## WHAT YOU SHOULD DO
Copy out exactly the lines from the one containing "Find the mossy" to the end of the records below, both included, and nothing else.

** START OF RECORDS TO PROCESS **

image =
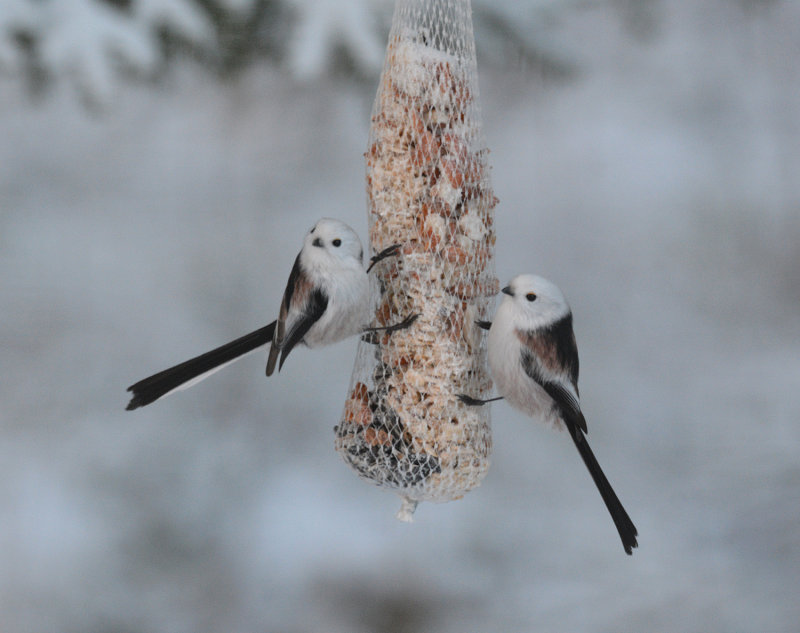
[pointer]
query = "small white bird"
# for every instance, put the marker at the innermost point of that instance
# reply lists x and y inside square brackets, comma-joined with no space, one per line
[533,359]
[327,299]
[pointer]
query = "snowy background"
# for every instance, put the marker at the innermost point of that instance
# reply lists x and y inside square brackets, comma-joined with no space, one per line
[153,197]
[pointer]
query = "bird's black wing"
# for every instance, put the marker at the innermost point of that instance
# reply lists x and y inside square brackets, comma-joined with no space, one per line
[314,309]
[552,351]
[158,385]
[296,279]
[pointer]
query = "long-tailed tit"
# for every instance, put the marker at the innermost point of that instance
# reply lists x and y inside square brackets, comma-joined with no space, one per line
[533,359]
[327,299]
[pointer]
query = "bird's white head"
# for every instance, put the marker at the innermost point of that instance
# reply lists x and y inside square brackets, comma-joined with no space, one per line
[332,241]
[535,300]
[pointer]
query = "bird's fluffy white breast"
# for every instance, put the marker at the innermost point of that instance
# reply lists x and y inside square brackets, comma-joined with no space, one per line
[505,360]
[348,312]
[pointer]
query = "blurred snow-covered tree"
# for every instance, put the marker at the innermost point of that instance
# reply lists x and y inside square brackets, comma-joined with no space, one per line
[93,43]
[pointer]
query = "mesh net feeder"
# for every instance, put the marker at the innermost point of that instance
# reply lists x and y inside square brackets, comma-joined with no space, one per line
[428,189]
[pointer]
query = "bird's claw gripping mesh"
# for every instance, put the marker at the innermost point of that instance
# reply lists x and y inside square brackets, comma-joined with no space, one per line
[403,427]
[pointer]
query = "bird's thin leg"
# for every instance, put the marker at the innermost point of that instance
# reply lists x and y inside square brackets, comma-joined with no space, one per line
[475,402]
[371,333]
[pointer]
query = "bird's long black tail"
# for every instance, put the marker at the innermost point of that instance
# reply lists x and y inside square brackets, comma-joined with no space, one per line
[625,527]
[196,369]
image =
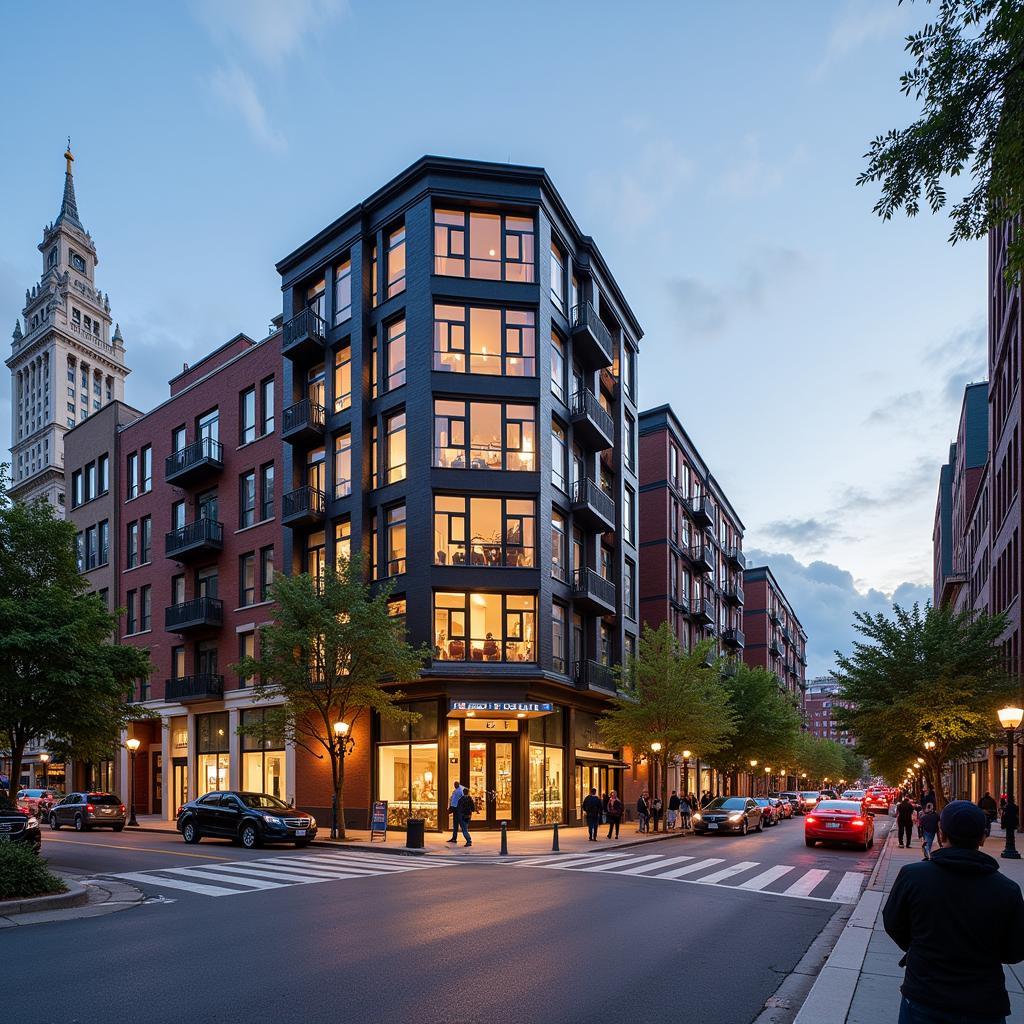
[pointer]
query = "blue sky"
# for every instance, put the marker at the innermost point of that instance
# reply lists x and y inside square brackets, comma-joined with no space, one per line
[816,355]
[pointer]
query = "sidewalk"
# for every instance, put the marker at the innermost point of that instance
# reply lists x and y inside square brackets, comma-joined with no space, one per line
[859,983]
[485,844]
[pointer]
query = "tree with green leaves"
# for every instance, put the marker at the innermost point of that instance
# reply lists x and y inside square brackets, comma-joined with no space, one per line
[767,722]
[968,77]
[670,697]
[62,680]
[333,655]
[924,683]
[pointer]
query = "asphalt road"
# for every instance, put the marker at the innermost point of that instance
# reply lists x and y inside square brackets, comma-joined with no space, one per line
[377,938]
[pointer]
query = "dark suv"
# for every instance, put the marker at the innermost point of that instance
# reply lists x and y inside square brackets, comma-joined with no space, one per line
[249,818]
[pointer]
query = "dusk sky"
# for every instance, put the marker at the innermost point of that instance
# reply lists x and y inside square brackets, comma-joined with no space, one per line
[815,354]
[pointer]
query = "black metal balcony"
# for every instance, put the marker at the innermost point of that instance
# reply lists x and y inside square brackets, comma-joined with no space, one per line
[205,686]
[593,591]
[591,424]
[303,507]
[591,339]
[592,507]
[304,335]
[303,421]
[195,462]
[735,557]
[196,540]
[701,510]
[732,637]
[702,557]
[199,613]
[593,675]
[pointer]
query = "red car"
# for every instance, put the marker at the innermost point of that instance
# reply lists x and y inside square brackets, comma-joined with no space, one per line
[840,821]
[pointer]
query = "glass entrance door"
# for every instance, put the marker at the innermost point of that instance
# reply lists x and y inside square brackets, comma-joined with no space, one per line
[492,777]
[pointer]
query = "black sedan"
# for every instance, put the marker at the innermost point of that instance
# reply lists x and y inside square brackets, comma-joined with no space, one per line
[735,814]
[249,818]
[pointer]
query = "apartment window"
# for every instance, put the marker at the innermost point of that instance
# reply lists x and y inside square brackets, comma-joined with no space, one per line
[247,499]
[559,638]
[343,465]
[500,247]
[486,531]
[394,521]
[559,455]
[133,475]
[484,435]
[248,416]
[482,340]
[247,579]
[343,292]
[145,539]
[557,276]
[484,627]
[265,572]
[396,261]
[557,367]
[343,378]
[132,545]
[395,348]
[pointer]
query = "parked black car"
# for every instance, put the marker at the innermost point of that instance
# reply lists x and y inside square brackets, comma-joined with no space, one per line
[18,826]
[249,818]
[737,814]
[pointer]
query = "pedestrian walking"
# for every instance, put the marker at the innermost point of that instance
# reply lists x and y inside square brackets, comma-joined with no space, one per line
[457,793]
[929,827]
[904,821]
[958,919]
[614,813]
[592,812]
[673,810]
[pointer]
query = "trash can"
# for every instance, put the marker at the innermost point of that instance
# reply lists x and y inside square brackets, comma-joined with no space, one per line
[414,834]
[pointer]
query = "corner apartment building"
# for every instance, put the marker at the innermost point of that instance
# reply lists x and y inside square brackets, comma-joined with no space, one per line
[460,373]
[775,640]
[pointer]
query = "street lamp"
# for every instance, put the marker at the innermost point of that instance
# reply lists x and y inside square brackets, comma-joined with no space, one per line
[1010,719]
[133,745]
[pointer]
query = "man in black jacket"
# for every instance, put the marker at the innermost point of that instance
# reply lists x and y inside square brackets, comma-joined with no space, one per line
[958,920]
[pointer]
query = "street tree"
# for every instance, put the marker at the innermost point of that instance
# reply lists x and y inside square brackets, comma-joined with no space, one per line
[670,697]
[968,78]
[64,682]
[332,656]
[924,684]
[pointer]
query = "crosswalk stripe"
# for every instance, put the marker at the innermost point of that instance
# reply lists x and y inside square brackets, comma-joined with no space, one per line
[725,872]
[193,887]
[849,889]
[659,863]
[766,878]
[805,885]
[678,872]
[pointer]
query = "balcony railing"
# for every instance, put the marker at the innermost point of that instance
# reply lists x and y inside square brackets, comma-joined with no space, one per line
[591,337]
[194,462]
[204,537]
[591,423]
[205,686]
[303,335]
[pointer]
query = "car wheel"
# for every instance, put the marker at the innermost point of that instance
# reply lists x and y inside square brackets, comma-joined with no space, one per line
[250,837]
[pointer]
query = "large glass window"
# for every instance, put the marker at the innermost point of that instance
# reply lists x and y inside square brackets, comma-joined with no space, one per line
[484,627]
[484,530]
[484,435]
[500,246]
[481,340]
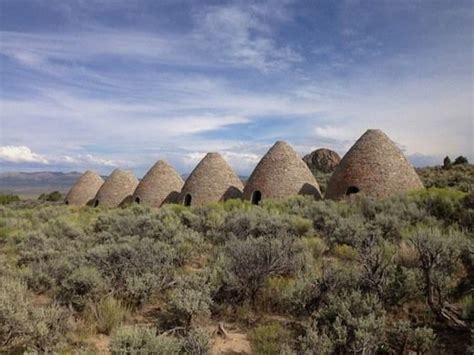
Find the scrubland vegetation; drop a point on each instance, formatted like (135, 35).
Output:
(297, 277)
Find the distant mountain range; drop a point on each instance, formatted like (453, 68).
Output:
(31, 184)
(34, 184)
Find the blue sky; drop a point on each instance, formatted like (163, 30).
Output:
(120, 83)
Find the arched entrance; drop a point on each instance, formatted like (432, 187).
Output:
(352, 190)
(187, 200)
(256, 197)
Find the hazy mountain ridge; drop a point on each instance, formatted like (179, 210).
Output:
(35, 183)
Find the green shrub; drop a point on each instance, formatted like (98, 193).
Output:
(197, 342)
(467, 308)
(315, 246)
(108, 314)
(354, 322)
(460, 160)
(440, 203)
(51, 197)
(84, 284)
(248, 263)
(345, 252)
(268, 339)
(135, 267)
(26, 327)
(418, 339)
(191, 298)
(141, 340)
(6, 199)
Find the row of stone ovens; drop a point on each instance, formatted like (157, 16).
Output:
(373, 166)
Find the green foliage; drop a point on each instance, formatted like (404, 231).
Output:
(353, 322)
(196, 342)
(268, 339)
(335, 272)
(459, 177)
(134, 267)
(54, 196)
(440, 203)
(447, 163)
(467, 308)
(418, 339)
(108, 314)
(460, 160)
(83, 285)
(25, 327)
(142, 340)
(191, 298)
(6, 199)
(248, 263)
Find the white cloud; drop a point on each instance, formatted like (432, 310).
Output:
(242, 162)
(20, 154)
(242, 36)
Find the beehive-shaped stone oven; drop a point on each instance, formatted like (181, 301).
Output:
(280, 174)
(161, 184)
(373, 166)
(212, 180)
(118, 187)
(85, 189)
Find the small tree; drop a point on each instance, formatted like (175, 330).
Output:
(447, 163)
(248, 263)
(460, 160)
(438, 257)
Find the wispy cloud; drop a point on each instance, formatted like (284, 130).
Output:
(20, 154)
(126, 88)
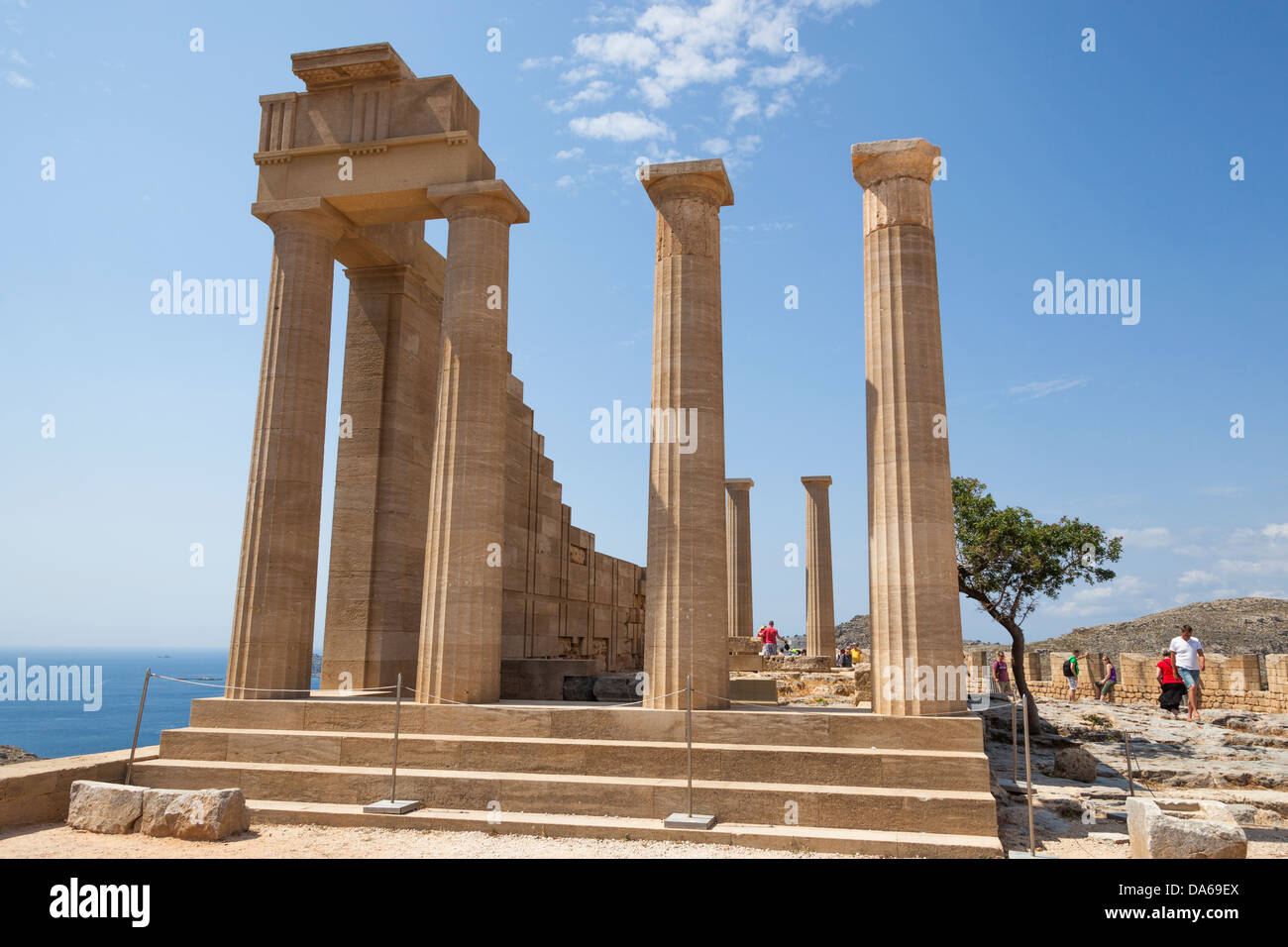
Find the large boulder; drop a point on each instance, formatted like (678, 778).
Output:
(104, 806)
(193, 813)
(1183, 828)
(1074, 763)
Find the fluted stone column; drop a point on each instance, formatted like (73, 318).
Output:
(738, 538)
(382, 478)
(271, 642)
(460, 639)
(819, 616)
(915, 620)
(687, 617)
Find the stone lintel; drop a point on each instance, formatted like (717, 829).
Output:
(706, 179)
(327, 68)
(447, 198)
(900, 158)
(318, 206)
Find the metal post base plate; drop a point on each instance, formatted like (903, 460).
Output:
(391, 806)
(678, 819)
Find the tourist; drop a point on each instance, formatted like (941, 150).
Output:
(1172, 689)
(1070, 674)
(769, 635)
(1001, 676)
(1188, 655)
(1108, 682)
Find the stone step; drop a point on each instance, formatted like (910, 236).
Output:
(954, 812)
(841, 728)
(784, 838)
(643, 759)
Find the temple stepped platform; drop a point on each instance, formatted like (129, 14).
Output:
(857, 783)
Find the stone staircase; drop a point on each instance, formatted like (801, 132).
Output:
(831, 781)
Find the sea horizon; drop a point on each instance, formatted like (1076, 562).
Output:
(63, 724)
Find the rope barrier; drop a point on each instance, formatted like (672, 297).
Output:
(273, 689)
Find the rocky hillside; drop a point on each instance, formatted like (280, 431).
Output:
(12, 754)
(857, 630)
(1225, 626)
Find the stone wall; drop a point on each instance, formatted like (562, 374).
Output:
(40, 789)
(1231, 682)
(563, 599)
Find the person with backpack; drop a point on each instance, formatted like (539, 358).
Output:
(1001, 676)
(1108, 682)
(769, 635)
(1070, 674)
(1188, 656)
(1172, 688)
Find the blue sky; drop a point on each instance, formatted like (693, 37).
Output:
(1107, 163)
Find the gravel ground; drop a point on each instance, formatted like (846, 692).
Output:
(55, 840)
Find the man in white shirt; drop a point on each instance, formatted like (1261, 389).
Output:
(1188, 656)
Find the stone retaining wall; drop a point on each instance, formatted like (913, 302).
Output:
(1231, 682)
(40, 789)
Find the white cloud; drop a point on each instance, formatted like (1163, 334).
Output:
(619, 127)
(617, 50)
(596, 90)
(741, 103)
(729, 44)
(540, 62)
(1041, 389)
(1099, 598)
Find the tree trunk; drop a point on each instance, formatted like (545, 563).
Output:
(1021, 684)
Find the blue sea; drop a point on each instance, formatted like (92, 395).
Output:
(64, 728)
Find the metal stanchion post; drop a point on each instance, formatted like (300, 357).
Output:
(138, 722)
(688, 821)
(394, 805)
(1028, 777)
(1131, 789)
(688, 735)
(1016, 749)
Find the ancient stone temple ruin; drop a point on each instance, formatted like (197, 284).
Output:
(447, 514)
(456, 565)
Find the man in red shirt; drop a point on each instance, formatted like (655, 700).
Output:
(1172, 685)
(769, 635)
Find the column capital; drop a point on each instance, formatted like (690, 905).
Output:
(397, 277)
(309, 214)
(490, 198)
(902, 158)
(704, 180)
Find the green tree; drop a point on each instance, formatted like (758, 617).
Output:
(1006, 560)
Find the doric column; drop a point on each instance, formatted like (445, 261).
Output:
(381, 483)
(271, 642)
(819, 617)
(915, 620)
(460, 637)
(687, 620)
(738, 536)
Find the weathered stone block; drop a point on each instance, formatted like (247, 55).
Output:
(207, 814)
(104, 806)
(1074, 763)
(1184, 828)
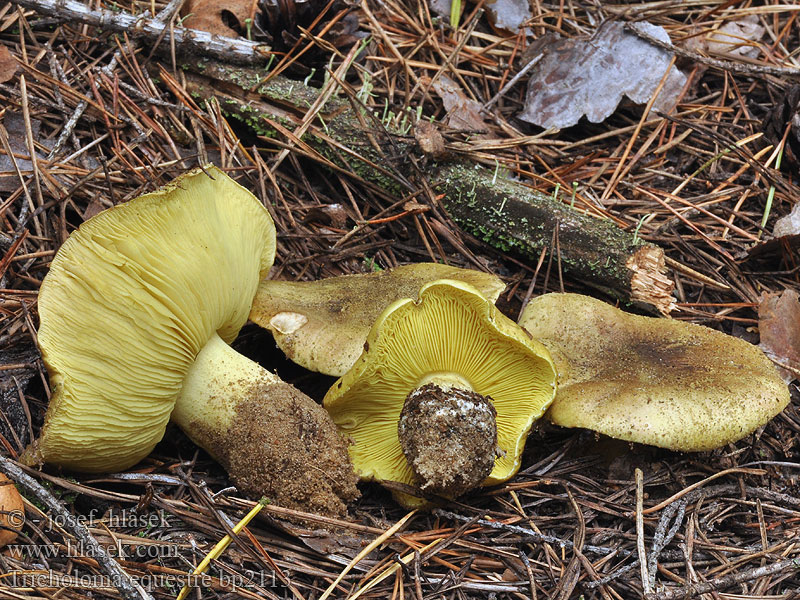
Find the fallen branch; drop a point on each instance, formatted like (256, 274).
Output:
(507, 215)
(127, 587)
(188, 41)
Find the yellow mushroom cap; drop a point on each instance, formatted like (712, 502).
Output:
(130, 299)
(654, 381)
(451, 332)
(322, 325)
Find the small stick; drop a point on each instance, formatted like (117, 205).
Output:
(721, 583)
(127, 587)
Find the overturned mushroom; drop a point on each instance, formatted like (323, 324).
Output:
(135, 318)
(654, 381)
(322, 325)
(444, 395)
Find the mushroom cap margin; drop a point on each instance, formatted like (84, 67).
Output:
(130, 299)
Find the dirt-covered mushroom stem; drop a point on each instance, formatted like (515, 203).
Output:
(449, 437)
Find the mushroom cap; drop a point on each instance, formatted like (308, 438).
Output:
(654, 381)
(451, 329)
(130, 300)
(322, 325)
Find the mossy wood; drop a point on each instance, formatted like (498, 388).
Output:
(507, 215)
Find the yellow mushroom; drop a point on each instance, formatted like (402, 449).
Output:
(653, 381)
(442, 378)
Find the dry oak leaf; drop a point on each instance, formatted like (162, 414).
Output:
(578, 77)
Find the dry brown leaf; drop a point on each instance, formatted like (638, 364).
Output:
(463, 114)
(8, 64)
(779, 326)
(589, 77)
(216, 16)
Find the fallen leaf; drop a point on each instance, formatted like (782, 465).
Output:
(217, 17)
(779, 326)
(510, 15)
(463, 114)
(331, 214)
(430, 139)
(589, 77)
(15, 126)
(8, 64)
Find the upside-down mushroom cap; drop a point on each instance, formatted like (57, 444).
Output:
(322, 325)
(451, 331)
(130, 300)
(654, 381)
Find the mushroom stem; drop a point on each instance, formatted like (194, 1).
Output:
(271, 438)
(448, 434)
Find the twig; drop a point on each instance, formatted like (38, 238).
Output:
(733, 67)
(721, 583)
(128, 588)
(193, 41)
(522, 72)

** END OF RECORDS TO PROCESS **

## EXERCISE OUTPUT
Find the mossy wood; drop a point on each instance, formatted like (498, 388).
Output:
(507, 215)
Find the yellow mushroom; drop a point on each instance, formatted like (402, 449).
Output:
(653, 381)
(442, 378)
Find the dry oak leaf; drop a point on each instance, formatted like (162, 414).
Output:
(578, 77)
Find the dry brown leaf; drop a point on each instance, formatted like (638, 364).
Output:
(463, 114)
(8, 64)
(779, 326)
(589, 77)
(216, 16)
Find the fallen leaf; drop a point on each instance, formatted like (782, 465).
Output:
(217, 17)
(779, 326)
(510, 15)
(463, 114)
(331, 214)
(430, 139)
(589, 77)
(15, 126)
(8, 64)
Find the upside-down mushroom cap; drop a point on each instance, formatted like (57, 444).
Output:
(322, 325)
(451, 331)
(130, 300)
(654, 381)
Find the mushroom stem; drop a point on each instance, formatted like (194, 1).
Output:
(271, 438)
(448, 434)
Find the twig; drop a point on each instance, formatted like (38, 238).
Output:
(733, 67)
(721, 583)
(128, 588)
(193, 41)
(522, 72)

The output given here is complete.